→ **GIVEN PROBLEM**:
Count the lines in the data below that include the string "target" and reply with only the number.

→ **TASK INPUT**:
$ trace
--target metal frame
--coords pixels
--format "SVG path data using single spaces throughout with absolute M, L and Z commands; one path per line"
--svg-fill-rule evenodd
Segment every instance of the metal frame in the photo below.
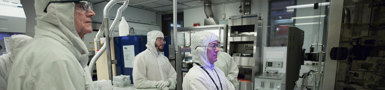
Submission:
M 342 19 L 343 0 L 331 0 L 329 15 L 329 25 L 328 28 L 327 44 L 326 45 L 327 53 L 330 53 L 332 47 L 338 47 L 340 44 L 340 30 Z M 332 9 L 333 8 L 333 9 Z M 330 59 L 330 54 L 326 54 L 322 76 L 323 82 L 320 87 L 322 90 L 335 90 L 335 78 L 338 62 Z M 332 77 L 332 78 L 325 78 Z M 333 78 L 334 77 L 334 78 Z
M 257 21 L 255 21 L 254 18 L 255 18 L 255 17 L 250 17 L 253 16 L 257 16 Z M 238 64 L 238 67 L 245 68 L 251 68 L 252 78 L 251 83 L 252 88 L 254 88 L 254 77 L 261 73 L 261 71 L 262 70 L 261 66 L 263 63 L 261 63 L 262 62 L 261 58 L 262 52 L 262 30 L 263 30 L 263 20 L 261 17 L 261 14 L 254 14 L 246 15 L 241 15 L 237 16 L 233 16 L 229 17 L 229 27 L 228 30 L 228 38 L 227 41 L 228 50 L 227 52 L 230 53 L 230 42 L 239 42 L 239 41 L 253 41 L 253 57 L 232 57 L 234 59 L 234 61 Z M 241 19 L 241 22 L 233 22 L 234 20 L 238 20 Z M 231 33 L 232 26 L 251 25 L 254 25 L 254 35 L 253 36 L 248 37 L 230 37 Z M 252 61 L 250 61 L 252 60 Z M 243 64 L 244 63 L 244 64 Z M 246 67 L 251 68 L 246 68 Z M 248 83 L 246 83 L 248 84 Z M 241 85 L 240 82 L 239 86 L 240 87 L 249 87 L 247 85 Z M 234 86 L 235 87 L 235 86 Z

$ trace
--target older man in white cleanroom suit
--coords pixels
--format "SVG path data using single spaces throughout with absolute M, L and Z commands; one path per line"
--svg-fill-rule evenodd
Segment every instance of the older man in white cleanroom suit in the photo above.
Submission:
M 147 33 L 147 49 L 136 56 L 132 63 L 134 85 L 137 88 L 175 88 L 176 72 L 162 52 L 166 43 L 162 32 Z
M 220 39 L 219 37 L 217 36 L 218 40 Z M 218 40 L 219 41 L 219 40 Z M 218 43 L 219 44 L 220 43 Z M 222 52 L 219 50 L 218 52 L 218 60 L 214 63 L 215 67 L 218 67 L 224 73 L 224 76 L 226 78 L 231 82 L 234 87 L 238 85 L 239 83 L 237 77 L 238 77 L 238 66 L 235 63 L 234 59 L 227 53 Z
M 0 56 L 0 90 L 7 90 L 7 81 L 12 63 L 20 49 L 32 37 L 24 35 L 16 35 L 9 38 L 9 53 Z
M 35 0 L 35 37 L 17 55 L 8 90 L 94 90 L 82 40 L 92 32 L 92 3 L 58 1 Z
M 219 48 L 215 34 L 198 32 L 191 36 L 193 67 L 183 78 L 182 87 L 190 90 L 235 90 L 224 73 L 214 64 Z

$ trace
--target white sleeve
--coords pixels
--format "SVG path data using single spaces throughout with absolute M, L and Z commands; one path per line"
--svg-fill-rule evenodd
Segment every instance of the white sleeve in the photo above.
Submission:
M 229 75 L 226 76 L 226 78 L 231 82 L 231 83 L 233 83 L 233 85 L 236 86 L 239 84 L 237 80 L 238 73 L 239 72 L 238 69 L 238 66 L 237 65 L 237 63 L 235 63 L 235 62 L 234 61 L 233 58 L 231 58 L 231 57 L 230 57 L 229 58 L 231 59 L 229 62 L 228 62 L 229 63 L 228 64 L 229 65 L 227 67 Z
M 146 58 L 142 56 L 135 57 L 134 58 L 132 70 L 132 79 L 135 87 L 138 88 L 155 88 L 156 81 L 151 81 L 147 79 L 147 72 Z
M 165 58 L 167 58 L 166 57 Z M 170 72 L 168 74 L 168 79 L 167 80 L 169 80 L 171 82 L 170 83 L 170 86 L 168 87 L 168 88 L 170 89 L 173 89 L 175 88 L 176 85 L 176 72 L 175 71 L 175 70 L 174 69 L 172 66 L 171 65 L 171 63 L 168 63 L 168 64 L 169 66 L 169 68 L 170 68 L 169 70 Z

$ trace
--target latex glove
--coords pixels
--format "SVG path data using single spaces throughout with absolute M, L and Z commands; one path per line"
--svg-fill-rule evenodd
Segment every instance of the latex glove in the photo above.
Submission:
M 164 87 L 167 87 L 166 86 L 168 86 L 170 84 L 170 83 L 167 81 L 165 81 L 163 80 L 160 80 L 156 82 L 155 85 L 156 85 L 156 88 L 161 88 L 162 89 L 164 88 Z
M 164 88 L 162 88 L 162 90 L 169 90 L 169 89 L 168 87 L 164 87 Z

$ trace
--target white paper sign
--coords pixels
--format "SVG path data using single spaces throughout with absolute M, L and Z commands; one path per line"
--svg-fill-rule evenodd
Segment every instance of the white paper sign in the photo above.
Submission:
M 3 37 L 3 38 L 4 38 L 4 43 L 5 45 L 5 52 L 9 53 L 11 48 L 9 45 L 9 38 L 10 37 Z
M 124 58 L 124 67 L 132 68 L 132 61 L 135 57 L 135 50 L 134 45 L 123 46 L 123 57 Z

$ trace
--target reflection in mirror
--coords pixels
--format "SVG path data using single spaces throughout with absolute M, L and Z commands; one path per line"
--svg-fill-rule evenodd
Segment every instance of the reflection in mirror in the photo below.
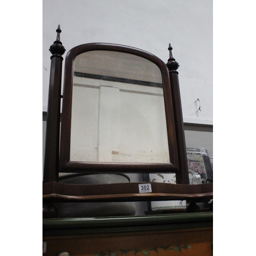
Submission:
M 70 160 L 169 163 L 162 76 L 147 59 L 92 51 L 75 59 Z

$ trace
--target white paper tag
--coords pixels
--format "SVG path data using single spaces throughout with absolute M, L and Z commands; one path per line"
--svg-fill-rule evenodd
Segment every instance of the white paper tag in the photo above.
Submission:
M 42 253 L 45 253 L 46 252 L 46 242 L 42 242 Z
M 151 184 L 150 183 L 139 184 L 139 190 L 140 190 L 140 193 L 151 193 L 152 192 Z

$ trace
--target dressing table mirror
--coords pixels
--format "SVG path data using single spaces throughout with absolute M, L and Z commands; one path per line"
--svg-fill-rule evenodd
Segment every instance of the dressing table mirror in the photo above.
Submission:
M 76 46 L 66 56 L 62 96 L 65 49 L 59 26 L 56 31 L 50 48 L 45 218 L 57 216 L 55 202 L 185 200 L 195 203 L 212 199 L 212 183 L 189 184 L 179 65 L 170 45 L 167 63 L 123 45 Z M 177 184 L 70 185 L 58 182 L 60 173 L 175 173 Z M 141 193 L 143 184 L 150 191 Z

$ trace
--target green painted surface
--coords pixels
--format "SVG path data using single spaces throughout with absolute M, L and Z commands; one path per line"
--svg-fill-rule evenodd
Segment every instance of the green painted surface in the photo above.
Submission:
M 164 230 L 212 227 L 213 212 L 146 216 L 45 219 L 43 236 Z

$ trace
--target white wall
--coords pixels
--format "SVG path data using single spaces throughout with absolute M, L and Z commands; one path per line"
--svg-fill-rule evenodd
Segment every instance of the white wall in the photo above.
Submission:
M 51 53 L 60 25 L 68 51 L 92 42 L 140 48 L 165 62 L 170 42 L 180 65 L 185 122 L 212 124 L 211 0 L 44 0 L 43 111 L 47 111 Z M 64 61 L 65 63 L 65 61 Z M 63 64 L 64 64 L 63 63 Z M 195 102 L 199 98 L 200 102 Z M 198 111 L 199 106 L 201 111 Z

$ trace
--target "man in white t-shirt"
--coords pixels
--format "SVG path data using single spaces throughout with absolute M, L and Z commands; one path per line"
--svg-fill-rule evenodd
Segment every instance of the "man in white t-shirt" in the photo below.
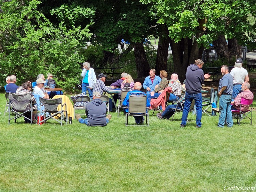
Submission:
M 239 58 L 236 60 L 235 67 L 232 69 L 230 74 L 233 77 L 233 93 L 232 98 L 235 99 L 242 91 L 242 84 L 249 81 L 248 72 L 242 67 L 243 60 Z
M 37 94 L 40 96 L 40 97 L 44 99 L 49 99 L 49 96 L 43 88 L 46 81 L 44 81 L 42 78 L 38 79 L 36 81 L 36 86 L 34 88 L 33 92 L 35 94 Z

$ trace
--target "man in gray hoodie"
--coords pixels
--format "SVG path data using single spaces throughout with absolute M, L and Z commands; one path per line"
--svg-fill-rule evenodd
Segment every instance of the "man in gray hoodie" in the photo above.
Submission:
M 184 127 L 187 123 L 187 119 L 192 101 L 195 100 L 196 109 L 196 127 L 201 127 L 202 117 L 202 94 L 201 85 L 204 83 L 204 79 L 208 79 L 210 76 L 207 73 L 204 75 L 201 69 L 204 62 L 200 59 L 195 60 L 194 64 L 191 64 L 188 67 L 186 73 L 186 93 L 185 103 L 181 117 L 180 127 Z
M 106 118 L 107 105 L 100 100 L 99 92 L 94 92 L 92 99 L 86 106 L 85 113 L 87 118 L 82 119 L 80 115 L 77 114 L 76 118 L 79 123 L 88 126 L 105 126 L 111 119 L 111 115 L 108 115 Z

→ **TASK SOLUTION**:
12